[Work to complete]
All entries must be extracted exactly, with nothing added or dropped.

[Data items]
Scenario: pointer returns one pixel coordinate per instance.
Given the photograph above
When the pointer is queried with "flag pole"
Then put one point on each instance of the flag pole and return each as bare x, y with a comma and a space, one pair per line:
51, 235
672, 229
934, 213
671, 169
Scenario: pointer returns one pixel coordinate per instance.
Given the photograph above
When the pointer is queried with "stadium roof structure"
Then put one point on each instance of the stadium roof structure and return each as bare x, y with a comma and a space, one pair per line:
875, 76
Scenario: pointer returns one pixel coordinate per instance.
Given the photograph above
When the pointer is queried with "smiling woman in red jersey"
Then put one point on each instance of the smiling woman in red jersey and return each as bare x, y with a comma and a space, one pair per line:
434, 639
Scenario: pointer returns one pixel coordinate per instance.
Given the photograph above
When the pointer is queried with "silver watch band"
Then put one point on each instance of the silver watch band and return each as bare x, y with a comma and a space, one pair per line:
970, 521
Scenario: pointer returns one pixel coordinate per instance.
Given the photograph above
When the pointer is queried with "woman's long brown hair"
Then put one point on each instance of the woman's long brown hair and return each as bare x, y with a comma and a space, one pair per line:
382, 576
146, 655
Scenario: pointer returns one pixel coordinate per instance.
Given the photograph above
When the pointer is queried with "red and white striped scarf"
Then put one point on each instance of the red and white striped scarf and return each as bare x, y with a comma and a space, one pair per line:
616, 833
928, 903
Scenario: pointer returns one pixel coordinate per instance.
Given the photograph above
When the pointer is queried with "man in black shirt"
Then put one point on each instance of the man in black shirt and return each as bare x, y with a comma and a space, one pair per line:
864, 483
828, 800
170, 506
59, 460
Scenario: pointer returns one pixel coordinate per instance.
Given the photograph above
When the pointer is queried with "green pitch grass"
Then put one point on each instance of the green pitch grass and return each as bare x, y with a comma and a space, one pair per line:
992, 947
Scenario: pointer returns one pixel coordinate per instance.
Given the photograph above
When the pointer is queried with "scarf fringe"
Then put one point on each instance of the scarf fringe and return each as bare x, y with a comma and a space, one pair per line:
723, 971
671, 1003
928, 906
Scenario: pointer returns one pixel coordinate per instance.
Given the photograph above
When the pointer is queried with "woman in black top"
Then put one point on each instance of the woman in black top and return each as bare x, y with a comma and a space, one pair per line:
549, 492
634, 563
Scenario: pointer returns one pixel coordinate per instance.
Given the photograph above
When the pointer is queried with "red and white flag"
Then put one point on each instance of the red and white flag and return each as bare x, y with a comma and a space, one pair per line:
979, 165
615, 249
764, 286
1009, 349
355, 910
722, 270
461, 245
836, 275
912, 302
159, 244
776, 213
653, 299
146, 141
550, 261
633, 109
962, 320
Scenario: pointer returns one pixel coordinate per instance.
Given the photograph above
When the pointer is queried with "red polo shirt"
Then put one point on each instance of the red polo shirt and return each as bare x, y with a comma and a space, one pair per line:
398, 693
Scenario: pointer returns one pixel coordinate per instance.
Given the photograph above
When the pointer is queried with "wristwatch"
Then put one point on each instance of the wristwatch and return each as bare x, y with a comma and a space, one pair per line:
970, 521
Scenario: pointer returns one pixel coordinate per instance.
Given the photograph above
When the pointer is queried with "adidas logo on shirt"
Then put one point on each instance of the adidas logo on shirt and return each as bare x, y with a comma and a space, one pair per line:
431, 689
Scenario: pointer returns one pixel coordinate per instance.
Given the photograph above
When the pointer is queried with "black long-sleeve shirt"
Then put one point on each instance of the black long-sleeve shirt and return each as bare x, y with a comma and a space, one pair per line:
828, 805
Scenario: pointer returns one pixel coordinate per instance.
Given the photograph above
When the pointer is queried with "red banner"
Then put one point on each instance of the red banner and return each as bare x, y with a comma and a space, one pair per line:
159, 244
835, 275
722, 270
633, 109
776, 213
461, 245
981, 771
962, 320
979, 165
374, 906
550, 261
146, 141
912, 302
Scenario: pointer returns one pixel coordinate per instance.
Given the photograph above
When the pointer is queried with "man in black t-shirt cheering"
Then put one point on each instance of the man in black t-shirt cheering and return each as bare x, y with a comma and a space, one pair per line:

[Expected answer]
Scenario: pointer returns one pixel coordinate per instance.
Given the photograph above
When the pointer is queried with "flag pole"
Then put one point on each instance of the flag pole and return each as bare x, y with a comma and a space, one pair per line:
51, 235
672, 229
934, 213
671, 169
Scenario: pointer returns one pixel coordinate per instance.
Given the photograph above
When the pointer is queried with "stadium roof structure"
Then put one point on each instance of the stadium roof structure and return each as bare x, y with a comma and a space, one pair per line:
875, 76
Scenario: pointer returns one pixel coordinate per instance.
Given the photograph above
When the pointer is queried with "smiling woman in red jersey"
Then put one point on each instance of the smiling woman in red jersey and return each as bare x, y with a comma and a space, one pair per line:
434, 639
Scenario: pointer returns one pixel coordinate per instance.
Given the photograph above
When the pointer is queried with "silver watch band"
Then put one point on each instance of the silver watch band and return each as bare x, y with a comma and a space, one pair per line:
970, 521
Scenario: pointer returns one pixel coordinate per instance.
Given the photograph above
When the pointer is queried with "woman's long brown hair"
Then put one point on each instance of the woman's long brown hair and return each as bare x, y with a comma and a space, one pair per line:
382, 576
146, 655
Scenario: pointer returns one pixel coordinate per instance.
Given the photograph above
When the pointer is queried with "red and white striped scarf"
Then put one point on each instance of the red and white striped scarf and return each as bare x, y with a comma and a space, one pair per line:
616, 833
928, 903
Scenario: pointer returns one pixel coordinate per instance.
Given the photograph above
When the pointer is queried with "man in black shirt"
Then put one point on each instance of the man in black shirt and return each as bare x, y with a comma and a space, one pair per line:
864, 483
828, 800
170, 506
59, 460
Scenario: pointer returns one pixel coordinate per instance.
Given the photograph above
When the pointer is queried with "green pitch grass"
Then put one point on each instance of the green pitch grass and return each as bare x, y with a comma and a space, one pair per line:
992, 947
Scenario: pointer returns one pixel coordinate per instance.
Given the photograph above
When the pointer is queried with "scarf fringe"
Then put one point on each instance of the scarf fringe and return each as bare x, y with a comma and a space, one pair per line:
723, 971
671, 1003
928, 906
Scenario: pointer returns one pixel coordinate per instance.
Given the photograph above
When the pointer is queried with "woman in black top"
Then put one point on each instance of the woman in black top and return each as bare x, y with a comma and a space, one pair per line:
549, 492
634, 563
Scenario: pointer returns one pixel coordinate per instance.
Given the photograph above
When the pointer is queried with "red and white flag"
Then put one point on each instance of the red and white flag and return each as bare x, y with a comma and a space, one pair per line:
979, 165
615, 249
764, 286
1009, 349
355, 910
722, 270
461, 245
836, 275
912, 302
159, 244
776, 213
653, 299
146, 141
550, 261
633, 109
962, 320
Scenario: pointer returns one pixel coordinate per instance.
Given the photograph above
When the pointer is queried with "red polo shirt"
Then put one point on each instance of the red polo shirt and return each as bare x, y with a comma and a space, one pair per line:
398, 693
Scenario: pointer returns one pixel coordinate per instance.
Given the photograph above
When the pointer is queried with "wristwatch"
Then put one point on each instance of the wristwatch and return each as bare x, y with a comma and a space, one pair per line:
970, 521
Scenario: pointer returns one pixel coordinate per instance.
Given the photograph above
When the pointer is queried with "adidas logo on shirt"
Then put one point on each instance of the adidas logo on shirt and return each as bare x, y with a comma and a space, one pair per line:
431, 689
Scenario: pointer returns one pixel coordinate per instance.
Given the photograph above
When the pointer is queried with "black long-sleeve shirt"
Then put one point on each instance of the black long-sleeve shirt and return each as bare x, y with a comma and a space, one pair per line:
828, 805
Scenario: pointer returns one pixel coordinate per instance.
Given the photograph above
When the pointer is queried with "red banner"
Then put one point on each instance of the red banner and return each as bare x, y with a comma and a space, one pair per line:
159, 244
835, 275
722, 270
633, 109
776, 213
461, 245
981, 771
962, 320
979, 165
374, 906
550, 261
146, 141
912, 302
Scenario: pointer returns one pixel coordinate per instance.
Given the photograph above
When the pointer is queried with "man in black t-shirt cheering"
Then put one point on each instance of the man in black t-shirt cheering and return each as bare x, y with a comma and a space, one pair per line:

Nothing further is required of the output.